* [TAREFAS]:
1. Reescreva em tópicos curtos o parágrafo dos comentários sobre o poema que começa com "Nossa, que coisa bonita!", mantendo os fatos principais.
2. Prossiga com os comentários sobre o poema, começando logo depois da última linha mostrada.

* [TRECHO FORNECIDO]:
Wanderley Elian Lima disse...

Seria o funeral do verso? Não acredito, mas sim na sua redenção, tão bem narrado, embora pesado em alguns momentos.
Beijos

Tania regina Contreiras disse...

Ju, que coisa mais bonita, menina! Parece uma travessia, ponte por ponte, fins e recomeços...nossa, esses são seus versos, que me fisgaram desde a primeira vez que os li...Esse poema de hoje é maravilhoso! Rico, nada de pobre, e cheio de esperanças...

"cumpre a sina de ser pobre
e empanturrar-se de esperanças..."

Beijos, querida!

Nadine Granad disse...

Adorei!
Quantas imagens lindíssimas:
"Versos banhados por um rio ainda caudaloso,
que só não ultrapassa as fronteiras da própria sorte"...
*-* (encantada)

Beijos!

Eliane F.C.Lima disse...

Ju,
Nossa, que coisa bonita! Em todos os sentidos. Adorei a estratégia de fazer o verso parecer estar se construindo no momento da leitura - "Este também. Aqui só há faltas..."; Assustada, em disparada, uma onça-pintada, passa por este verso./E neste aqui, um ou outro índio nu, sem entender os sinais". O leitor é levado, literalmente, em um passeio poético. Grande efeito.
E além de tudo, a beleza do que é dito. O efeito poético está no "como se diz" mais do que "no que se diz". Perfeição quando se acerta nos dois, como aqui.
Eliane F.C.Lima

angela disse...

Lindos versos que de pobre não tem nada. Falam de um sentimento que as vezes nos assalta, de falta de vida, de ausência de cor e fala lindamente disso.
beijos

Anônimo disse...

* [INFORMAÇÕES FORNECIDAS]:
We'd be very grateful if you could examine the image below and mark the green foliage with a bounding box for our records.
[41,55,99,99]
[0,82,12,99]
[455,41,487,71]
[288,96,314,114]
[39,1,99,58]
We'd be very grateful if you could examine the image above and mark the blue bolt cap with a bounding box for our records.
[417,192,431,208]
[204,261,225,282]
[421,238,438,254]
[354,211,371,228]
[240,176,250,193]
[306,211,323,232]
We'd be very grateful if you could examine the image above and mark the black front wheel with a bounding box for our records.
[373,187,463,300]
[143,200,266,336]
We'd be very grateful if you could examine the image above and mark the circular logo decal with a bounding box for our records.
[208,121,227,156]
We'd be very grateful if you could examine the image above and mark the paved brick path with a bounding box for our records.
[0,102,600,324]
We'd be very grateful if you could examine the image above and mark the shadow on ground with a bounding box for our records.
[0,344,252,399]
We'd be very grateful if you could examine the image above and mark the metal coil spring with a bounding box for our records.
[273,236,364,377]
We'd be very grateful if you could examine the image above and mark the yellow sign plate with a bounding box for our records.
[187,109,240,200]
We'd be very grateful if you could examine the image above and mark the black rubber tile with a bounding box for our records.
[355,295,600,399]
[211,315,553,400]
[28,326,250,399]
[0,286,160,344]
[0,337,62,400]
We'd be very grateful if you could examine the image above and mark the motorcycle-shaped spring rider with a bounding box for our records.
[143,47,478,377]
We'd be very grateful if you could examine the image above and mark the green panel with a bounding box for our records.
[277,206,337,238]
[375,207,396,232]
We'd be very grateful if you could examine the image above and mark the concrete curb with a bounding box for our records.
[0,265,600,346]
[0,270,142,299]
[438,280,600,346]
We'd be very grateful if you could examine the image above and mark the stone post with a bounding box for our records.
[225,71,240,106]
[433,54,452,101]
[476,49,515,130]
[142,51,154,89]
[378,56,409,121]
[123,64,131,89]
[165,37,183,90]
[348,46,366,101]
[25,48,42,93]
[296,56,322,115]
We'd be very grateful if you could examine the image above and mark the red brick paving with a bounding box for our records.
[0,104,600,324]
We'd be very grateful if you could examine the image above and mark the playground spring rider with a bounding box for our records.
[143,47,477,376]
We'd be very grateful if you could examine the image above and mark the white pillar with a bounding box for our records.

* [RESPOSTAS DO EXERCÍCIO]:
1.
- O poema é bonito em todos os sentidos.
- A estratégia de fazer o verso parecer estar se construindo no momento da leitura é elogiada.
- O leitor é levado, literalmente, a um passeio poético.
- O resultado é um grande efeito.

2.
Ju, esse poema continua e estará
eternamente VIVO! Parece até que acabaste de escrevê-lo.
BELÍSSIMO!

Beijos e "inté" !

Sonia Pallone disse...

"Em berço outrora esplêndido
o poema deita-se,
e morre..." Que lindo isso, Ju!Quase uma despedida poética...Bjs.

Rafael Castellar das Neves disse...

Caramba!! Sensacional isso...muito bom...ainda tô pensando...rs

[]s

Úrsula Avner disse...

Oi Ju,

Que bonito ! Prazer em te visitar. Agradeço seu carinho lá no Gotinhas. Bj com sabor de poesia.

Ana Lucia Franco disse...

Ju, tudo tão bem escrito, tão bem traduzido em palavras, que o poema respira, respira, com toda força.

bjs.

Nilson Barcelli disse...

Verso pobre e esmirrado não é com a Ju. Porque os seus poemas têm vida. Nomeadamente este...
Parabéns, querida amiga. O seu poema é mesmo excelente.
Beijos.

Graça Lacerda disse...

JU, minha poeta rica!

lindo seu poema! Quanta riqueza ao descrever a trajetória desses versos, quanta nostalgia linda eu pude sentir neles, meu Deus! Amei!

Sabe?Eu também ando 'à procura de uma outra vida, mais nutrida, mais bonita'... como seus versos.

Parabéns, um encanto.

E agora, faço-lhe um convite:

Venha ver, amiga, uma homenagem simples que fiz à nossa querida Eliane, e está em

http://anjopratablogspotcom.blogspot.com

Beijos e apareça, será uma honra e alegria vê-la por lá.
Inté!rs

Eloah Borda disse...

Ju querida, o que mais me tocou neste teu maravilhoso poema é a subjetividade, a analogia implícita que há nele com a nossa triste e desesperançada realidade; a personificação do verso e sua duplicidade, sendo a um mesmo tempo criador e criatura; é o poeta (no caso, a poeta), que quer cantar uma nova e melhor realidade (que nunca chega), e é a própria realidade, ou seja, o povo sofrido que

“cumpre a sina de ser pobre
e empanturrar-se de esperanças...”

e é também o meio ambiente cada vez mais devastado ...

“Versos banhados por um rio ainda caudaloso,
que só não ultrapassa as fronteiras da própria sorte,
cercado pelo castanho inerte, - suplício de uma floresta,
ora ardente ora esfumaçada; à sombra de esperas...

Assustada, em disparada, uma onça-pintada passa por este verso.
E neste aqui, um outro índio, nu, sem entender os sinais, -
o desencanto do uirapuru trinando escondido no que resta da mata.
Extinta a estrofe, o verso engasgado outra vez atravessa...”

Bravos! Aplaudo de pé, minha amiga!
Beijos.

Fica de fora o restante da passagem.